DIRECTION: Rewrite the data from the line containing "TARGET = snowboarder" through the line containing "[(307, 79)]", inclusive, swapping every "pin" for "marker" and leaving everything else unchanged.
** begin **
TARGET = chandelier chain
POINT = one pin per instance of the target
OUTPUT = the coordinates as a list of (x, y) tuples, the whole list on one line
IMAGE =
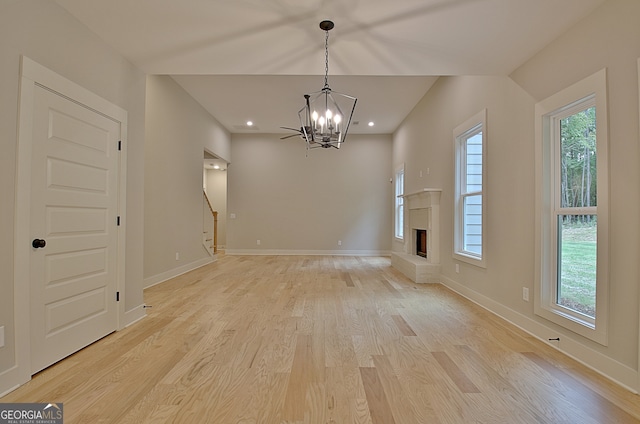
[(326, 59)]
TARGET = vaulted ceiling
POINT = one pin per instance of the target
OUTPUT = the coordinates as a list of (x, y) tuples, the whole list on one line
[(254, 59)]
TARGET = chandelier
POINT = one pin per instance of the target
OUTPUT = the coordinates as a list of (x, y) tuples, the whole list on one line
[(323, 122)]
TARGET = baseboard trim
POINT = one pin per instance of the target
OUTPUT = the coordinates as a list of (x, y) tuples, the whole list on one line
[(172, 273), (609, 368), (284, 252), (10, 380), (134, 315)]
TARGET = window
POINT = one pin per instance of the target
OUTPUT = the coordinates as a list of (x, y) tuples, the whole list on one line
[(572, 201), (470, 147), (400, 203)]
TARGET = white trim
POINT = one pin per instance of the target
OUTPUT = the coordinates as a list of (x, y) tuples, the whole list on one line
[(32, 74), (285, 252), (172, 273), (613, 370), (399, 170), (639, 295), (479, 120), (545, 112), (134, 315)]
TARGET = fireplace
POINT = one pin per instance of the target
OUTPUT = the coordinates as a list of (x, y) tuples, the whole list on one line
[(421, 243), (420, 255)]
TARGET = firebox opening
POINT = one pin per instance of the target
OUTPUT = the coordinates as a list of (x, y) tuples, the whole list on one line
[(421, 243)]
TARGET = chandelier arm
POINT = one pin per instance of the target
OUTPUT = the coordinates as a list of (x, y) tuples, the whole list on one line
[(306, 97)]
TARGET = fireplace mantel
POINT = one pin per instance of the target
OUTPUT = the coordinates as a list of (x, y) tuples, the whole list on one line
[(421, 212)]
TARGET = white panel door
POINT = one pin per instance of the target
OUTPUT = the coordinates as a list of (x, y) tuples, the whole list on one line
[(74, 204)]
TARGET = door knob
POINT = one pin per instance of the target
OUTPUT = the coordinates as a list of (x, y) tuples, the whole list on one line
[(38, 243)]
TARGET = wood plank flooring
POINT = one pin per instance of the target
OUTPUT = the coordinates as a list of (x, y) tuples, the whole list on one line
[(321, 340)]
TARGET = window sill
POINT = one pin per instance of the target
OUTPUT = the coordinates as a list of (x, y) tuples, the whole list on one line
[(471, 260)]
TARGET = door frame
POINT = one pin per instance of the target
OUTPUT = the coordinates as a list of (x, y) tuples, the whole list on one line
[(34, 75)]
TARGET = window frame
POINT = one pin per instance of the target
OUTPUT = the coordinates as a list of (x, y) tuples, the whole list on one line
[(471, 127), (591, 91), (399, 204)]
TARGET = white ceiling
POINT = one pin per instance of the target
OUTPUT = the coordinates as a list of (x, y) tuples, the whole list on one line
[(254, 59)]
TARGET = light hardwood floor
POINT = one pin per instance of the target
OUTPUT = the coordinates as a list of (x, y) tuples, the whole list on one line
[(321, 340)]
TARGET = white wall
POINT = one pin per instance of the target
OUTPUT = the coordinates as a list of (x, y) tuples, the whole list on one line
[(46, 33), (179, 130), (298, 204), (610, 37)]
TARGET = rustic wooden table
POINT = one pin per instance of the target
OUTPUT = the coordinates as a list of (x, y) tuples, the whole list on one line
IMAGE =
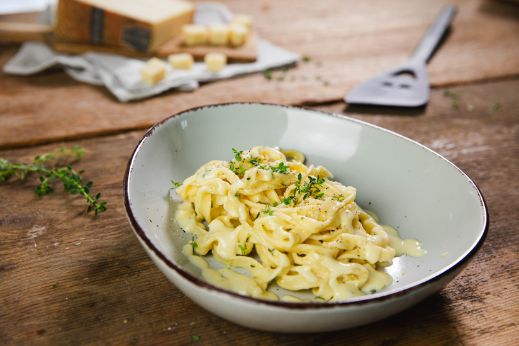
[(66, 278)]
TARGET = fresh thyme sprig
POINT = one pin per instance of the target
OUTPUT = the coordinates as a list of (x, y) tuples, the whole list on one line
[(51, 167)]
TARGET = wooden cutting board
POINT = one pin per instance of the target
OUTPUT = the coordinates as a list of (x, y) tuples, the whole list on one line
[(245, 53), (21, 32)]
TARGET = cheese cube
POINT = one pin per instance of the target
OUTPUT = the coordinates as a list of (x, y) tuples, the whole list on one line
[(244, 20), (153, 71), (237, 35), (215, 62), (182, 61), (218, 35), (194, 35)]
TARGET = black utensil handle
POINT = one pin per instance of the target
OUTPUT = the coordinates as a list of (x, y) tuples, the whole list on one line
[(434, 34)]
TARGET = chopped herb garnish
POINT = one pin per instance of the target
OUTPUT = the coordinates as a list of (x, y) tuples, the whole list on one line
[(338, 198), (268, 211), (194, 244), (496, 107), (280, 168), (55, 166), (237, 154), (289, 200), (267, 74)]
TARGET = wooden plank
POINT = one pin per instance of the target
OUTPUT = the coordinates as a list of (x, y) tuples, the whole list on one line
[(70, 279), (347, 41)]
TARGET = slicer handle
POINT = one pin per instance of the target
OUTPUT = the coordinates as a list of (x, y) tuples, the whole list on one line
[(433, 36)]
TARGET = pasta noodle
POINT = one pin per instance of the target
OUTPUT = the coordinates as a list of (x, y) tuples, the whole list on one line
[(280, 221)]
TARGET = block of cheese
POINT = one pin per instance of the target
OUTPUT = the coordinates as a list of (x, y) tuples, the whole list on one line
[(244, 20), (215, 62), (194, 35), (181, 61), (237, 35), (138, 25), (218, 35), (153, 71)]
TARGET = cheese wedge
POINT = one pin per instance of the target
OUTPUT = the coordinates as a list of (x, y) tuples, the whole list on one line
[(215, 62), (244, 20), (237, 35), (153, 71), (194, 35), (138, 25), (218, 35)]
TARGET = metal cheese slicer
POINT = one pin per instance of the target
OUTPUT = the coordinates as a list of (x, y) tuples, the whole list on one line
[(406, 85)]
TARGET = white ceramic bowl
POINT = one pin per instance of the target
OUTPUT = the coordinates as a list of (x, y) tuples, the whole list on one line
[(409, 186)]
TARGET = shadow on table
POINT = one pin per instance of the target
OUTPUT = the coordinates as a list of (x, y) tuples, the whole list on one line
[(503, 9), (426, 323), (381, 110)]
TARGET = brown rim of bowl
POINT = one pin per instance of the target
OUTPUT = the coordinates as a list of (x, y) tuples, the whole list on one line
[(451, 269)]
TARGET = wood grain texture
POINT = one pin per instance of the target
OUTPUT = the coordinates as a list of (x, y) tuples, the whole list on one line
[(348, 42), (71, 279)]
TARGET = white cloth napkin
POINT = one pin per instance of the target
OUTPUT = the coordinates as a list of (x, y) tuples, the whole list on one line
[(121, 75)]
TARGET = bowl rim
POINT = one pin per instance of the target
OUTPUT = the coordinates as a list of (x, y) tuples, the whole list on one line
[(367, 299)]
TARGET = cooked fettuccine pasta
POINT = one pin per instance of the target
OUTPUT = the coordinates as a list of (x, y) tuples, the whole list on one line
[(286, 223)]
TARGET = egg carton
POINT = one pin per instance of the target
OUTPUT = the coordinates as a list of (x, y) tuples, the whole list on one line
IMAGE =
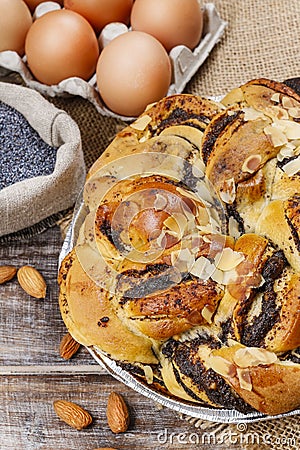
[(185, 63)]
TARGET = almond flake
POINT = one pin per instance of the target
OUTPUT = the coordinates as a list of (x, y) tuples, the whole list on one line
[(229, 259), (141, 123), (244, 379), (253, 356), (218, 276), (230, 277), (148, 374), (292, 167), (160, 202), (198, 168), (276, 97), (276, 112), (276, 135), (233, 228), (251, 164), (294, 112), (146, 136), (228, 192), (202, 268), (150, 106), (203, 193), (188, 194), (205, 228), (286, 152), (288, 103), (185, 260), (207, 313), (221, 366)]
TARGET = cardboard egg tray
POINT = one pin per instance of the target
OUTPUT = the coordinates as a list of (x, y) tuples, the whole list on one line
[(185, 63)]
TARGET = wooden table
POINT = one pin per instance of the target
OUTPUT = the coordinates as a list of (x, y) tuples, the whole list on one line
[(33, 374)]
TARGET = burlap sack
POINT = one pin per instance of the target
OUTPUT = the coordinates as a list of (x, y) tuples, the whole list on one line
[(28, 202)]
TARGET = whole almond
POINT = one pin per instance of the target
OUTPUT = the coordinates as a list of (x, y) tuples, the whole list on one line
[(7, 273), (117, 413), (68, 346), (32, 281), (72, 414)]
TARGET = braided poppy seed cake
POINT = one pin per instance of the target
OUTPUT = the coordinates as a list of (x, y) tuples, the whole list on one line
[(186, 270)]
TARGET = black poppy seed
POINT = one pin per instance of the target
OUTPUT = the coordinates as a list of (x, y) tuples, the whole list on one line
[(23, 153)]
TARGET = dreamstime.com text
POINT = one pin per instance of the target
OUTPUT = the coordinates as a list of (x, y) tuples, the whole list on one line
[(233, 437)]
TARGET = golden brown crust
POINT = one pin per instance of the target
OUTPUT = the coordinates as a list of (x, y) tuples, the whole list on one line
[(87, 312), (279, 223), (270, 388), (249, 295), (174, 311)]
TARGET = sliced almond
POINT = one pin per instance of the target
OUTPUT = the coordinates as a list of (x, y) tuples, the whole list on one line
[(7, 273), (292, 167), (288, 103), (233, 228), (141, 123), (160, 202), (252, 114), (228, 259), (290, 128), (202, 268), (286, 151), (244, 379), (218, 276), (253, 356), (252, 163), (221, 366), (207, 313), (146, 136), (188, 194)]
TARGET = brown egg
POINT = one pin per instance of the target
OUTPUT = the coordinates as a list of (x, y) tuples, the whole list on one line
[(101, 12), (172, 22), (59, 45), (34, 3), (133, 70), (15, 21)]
** end **
** begin **
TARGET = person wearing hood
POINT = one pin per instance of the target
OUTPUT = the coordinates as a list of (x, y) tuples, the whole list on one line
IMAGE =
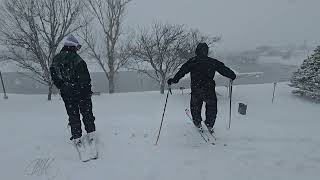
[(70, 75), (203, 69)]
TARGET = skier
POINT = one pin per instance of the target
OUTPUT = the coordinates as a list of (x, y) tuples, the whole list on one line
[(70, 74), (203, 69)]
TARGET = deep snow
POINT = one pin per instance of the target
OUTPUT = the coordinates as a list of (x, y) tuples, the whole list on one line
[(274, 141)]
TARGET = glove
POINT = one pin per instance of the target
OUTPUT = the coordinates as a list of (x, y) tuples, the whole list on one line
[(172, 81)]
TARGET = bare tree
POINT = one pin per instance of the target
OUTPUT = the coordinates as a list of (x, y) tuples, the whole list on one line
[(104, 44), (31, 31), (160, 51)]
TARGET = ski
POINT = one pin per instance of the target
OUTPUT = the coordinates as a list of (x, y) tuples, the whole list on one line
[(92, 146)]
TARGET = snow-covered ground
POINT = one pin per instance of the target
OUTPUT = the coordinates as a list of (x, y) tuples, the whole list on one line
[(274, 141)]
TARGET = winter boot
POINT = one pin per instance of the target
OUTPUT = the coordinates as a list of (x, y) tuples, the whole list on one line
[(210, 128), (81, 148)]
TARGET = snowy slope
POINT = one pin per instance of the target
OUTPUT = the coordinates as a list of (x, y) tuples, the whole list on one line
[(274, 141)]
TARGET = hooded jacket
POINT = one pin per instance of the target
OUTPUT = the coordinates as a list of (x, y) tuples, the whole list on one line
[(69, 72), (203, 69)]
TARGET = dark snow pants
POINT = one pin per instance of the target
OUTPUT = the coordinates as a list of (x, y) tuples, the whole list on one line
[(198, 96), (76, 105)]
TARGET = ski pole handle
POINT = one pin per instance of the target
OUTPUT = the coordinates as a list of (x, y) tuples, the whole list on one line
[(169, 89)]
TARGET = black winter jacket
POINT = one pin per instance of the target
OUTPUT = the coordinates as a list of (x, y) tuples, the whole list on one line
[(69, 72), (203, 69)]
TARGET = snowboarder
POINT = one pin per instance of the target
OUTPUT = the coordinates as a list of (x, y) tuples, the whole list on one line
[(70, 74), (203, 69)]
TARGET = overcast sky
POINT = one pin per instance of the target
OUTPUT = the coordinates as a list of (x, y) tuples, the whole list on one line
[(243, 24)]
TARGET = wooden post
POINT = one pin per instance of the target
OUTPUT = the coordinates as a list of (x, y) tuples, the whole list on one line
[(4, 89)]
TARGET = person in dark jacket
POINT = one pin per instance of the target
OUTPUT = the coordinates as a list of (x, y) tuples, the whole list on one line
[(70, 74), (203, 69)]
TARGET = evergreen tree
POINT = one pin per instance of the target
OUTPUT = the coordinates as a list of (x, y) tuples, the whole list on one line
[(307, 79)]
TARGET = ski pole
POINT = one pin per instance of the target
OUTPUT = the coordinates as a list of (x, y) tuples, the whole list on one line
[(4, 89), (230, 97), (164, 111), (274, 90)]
** end **
RIGHT ANSWER:
TARGET = snowboarder
POINT = one marker per instance of the target
OUTPUT = the coordinates as a list of (x, y) tuples, the whole list on one line
[(70, 74), (203, 69)]
TARGET = overcast sky
POINT = one marker per instance of the target
OUTPUT = the coordinates as a list of (x, y) tuples, the whole list on one line
[(243, 24)]
TARGET = wooden post
POINT = one marker per instance of the target
OUTPUT = the coordinates as a list of (x, y) tuples, the whole list on one line
[(4, 89)]
TARGET = person in dark jacket
POINT = one marker per instance of the target
OUTPUT = the coordinates as a list of (x, y) tuples, the whole list on one line
[(70, 74), (203, 69)]
TARGET = evergreen tree
POINT = one marker per instance of the target
OUTPUT = the coordinates as a list of (x, y) tuples, the whole list on one line
[(307, 79)]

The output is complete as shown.